_À FAIRE_: Dans le texte, recopiez le passage de « Fil d'Ariane » à « avoir trouvé refuge. » en changeant « refuge » en « abri », s'il vous plaît.

_TEXTE À LIRE_:
↓↓↓

Fil d'Ariane
Dans cette Communauté des Béatitudes fondée en 1973, un mouvement du Renouveau charismatique en plein essor, elle pensait alors avoir trouvé refuge.
Elle a alors 22 ans et porte en elle une première blessure, terrible. « Laissée pour morte » dans la rue, où elle a subi un viol, à 14 ans. Plus tard, « la justice a requalifié les faits en coups et blessures ». « Mon père a tout fait pour m’aider à m’en sortir. Ma mère n’a jamais réussi à en parler avec moi.»
Pas question pour Caroline de se confier à sa famille, cette fois. « C’était un guerrier, Papa. Il me disait : ça va aller, tu vas voir. Mais c’était un sanguin, et un chasseur … alors s’il avait su pour le prêtre … ».
Caroline se renferme sur elle-même, comme « dissociée » d'elle-même. « Pendant des années, j'étais dans une vie parallèle ». « Cet homme m’a plongée dans une fange terrible. Je n’en ai jamais parlé. On ne disait pas ces choses là, il y a 30 ans. Si j’avais raconté, on m’aurait prise pour le diable ! ».
Elle change de monastère pour fuir le "prêtre très connu". Mais elle reste dans la Communauté pendant des années, cadenassée de l’intérieur, son secret ancré comme une pierre plombant son âme.
Elle n'est pas la seule. Le prêtre, longtemps itinérant, présenté comme guide spirituel, a fait plusieurs victimes. Elle le découvre bien plus tard sur internet. Des plaintes ont été déposées. La Communauté des Béatitudes a exclu les rares qui ont osé braver l’omerta, avec l'aval des autorités ecclésiastiques.
La Communauté a défrayé la chronique à plus d'un titre à la fin des années 2000. (voir encadré)
Son fondateur, qui se faisait appeler frère Ephraïm, a été relevé de ses fonctions diaconales en 2008 et prié de partir.
Un an plus tôt, le chantre, son bras droit - « qui composait de si belles choses », se souvient Caroline - a avoué 15 agressions sexuelles sur mineurs, puis 57 sur 30 ans, au total. La justice a retenu 38 cas, certains tombaient sous le coup de la prescription. Il a été condamné à 5 ans de prison ferme en 2010.

↑↑↑

_DONNÉES FOURNIES_:
↓↓↓

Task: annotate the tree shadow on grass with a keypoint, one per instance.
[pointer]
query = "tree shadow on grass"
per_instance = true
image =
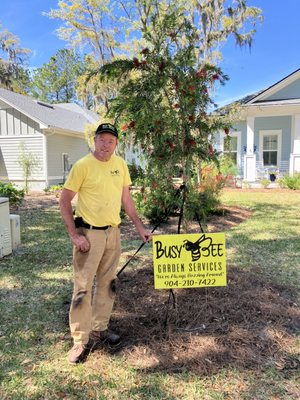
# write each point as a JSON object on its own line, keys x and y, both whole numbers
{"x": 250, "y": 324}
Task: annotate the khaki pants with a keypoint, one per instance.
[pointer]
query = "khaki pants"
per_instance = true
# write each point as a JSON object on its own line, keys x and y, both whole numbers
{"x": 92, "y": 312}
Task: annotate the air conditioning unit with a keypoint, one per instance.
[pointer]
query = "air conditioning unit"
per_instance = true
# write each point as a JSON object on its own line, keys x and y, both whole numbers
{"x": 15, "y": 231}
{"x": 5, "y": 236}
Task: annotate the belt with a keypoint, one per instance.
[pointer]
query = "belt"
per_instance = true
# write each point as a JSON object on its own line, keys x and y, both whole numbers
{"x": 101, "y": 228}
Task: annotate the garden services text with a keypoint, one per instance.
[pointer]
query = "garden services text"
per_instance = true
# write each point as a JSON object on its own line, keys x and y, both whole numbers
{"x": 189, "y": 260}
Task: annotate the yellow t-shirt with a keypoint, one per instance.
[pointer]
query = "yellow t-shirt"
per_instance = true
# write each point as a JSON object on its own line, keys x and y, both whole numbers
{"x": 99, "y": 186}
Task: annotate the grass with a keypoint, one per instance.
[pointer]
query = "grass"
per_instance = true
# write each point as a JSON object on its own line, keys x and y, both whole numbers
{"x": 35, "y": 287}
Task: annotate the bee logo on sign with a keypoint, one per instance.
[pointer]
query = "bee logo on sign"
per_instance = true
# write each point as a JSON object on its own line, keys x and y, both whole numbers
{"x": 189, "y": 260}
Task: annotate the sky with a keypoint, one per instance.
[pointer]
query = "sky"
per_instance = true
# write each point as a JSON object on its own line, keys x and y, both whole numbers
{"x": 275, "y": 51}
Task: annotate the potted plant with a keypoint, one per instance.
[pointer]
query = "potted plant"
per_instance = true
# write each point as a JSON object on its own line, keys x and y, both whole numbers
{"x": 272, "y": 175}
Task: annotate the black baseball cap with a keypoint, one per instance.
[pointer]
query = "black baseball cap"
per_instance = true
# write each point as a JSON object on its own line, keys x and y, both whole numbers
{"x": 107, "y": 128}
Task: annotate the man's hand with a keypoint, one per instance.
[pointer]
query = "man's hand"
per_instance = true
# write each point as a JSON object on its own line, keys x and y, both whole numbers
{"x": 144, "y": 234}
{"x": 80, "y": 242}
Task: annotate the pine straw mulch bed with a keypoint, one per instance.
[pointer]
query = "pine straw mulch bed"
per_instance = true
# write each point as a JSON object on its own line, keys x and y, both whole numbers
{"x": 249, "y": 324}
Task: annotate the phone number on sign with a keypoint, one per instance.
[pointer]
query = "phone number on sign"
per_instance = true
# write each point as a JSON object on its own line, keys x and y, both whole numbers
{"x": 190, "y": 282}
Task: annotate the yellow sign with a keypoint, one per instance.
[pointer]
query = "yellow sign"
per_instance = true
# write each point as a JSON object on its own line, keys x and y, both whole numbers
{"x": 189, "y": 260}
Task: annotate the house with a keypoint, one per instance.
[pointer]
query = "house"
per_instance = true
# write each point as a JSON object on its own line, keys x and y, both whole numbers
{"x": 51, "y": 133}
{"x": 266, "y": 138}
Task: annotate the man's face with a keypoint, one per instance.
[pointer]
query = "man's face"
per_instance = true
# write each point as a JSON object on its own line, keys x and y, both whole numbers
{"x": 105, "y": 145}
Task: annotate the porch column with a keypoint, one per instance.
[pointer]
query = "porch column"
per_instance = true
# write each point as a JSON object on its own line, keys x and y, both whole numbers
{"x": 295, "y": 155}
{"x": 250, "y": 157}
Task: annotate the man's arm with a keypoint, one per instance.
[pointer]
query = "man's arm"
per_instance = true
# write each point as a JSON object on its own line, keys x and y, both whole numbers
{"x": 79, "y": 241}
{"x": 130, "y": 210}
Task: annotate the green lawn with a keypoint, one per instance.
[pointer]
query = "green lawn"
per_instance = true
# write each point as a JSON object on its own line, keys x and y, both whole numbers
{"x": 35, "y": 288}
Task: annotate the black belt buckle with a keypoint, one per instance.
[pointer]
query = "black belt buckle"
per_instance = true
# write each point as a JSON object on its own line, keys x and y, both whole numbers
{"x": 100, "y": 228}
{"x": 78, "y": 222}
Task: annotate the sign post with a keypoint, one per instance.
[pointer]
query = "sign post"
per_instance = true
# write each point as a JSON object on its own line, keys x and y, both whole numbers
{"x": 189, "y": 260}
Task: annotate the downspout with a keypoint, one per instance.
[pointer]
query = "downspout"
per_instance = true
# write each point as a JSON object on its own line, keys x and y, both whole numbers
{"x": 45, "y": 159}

↑↑↑

_RÉSULTAT DE L'EXERCICE_:
Fil d'Ariane
Dans cette Communauté des Béatitudes fondée en 1973, un mouvement du Renouveau charismatique en plein essor, elle pensait alors avoir trouvé abri.